▶ [ЗАДАНИЕ]:
Перепишите все строки полностью, вместе с запросами, и сдвиньте каждую координату в ответах на 74, прибавив это число к каждому значению. Запросы оставьте без изменений.
::::
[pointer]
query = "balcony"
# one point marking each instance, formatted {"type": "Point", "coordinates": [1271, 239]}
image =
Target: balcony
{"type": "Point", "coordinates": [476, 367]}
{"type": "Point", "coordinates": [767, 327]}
::::
▶ [РЕШЕНИЕ]:
[pointer]
query = "balcony"
# one point marking each instance, formatted {"type": "Point", "coordinates": [1271, 239]}
image =
Target: balcony
{"type": "Point", "coordinates": [550, 441]}
{"type": "Point", "coordinates": [841, 401]}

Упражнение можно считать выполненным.